▶ _Task directions_
Find each line in the rows below that contains the string "windshield" and copy those lines out. Case counts.

##### Data for processing #####

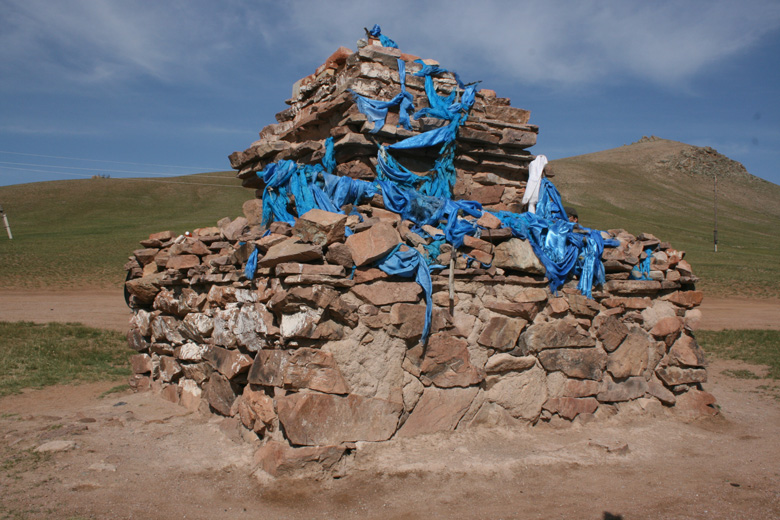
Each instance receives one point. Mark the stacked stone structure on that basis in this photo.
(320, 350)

#####
##### Data for processing #####

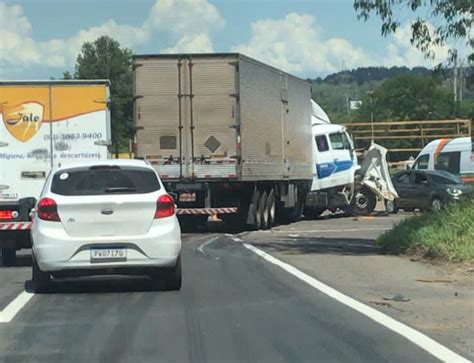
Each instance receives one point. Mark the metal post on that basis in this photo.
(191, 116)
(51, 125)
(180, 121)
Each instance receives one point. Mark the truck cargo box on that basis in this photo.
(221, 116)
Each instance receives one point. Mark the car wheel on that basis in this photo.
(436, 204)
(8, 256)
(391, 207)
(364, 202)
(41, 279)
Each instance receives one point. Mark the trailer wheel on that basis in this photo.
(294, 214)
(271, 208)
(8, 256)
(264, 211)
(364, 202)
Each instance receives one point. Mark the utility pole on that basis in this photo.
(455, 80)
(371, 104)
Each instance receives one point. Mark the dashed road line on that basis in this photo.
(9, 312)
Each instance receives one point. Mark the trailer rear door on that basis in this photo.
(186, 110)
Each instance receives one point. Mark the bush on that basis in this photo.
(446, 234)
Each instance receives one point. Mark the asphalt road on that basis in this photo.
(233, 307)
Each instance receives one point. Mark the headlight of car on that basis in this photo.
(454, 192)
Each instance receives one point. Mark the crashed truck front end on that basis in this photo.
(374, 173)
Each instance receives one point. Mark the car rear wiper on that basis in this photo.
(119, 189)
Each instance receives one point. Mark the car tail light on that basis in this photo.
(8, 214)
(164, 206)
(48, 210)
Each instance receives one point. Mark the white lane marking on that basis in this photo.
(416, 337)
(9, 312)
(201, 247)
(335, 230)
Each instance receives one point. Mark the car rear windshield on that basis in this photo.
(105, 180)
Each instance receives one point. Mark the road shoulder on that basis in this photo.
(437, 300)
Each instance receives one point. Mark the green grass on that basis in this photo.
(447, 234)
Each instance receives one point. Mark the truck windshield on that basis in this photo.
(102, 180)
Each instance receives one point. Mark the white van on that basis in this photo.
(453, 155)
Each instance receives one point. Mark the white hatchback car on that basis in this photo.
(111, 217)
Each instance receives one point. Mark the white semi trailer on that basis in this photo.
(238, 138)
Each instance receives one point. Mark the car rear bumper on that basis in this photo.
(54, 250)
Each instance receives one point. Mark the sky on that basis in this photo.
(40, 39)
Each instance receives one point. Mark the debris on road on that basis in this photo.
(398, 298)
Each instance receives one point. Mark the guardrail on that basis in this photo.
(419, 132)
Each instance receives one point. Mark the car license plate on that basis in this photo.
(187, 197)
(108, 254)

#####
##### Data for processing #####

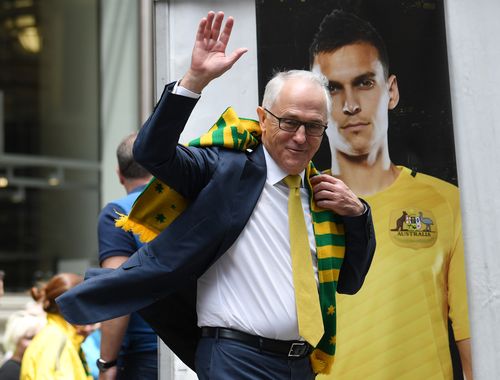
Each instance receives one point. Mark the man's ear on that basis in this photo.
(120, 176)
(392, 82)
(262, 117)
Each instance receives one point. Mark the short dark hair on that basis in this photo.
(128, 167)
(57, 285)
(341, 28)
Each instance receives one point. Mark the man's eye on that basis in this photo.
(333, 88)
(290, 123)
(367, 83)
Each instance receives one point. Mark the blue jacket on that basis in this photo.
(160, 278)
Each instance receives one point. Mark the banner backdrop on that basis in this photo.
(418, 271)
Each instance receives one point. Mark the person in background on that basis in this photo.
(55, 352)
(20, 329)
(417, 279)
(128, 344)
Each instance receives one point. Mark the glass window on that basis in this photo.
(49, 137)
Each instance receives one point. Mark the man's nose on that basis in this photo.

#####

▶ _Response for this exercise_
Each instance receives one point. Mark the car rear windshield on that basis in this photo.
Each instance receives one point. Mark the truck windshield on that basis in this photo.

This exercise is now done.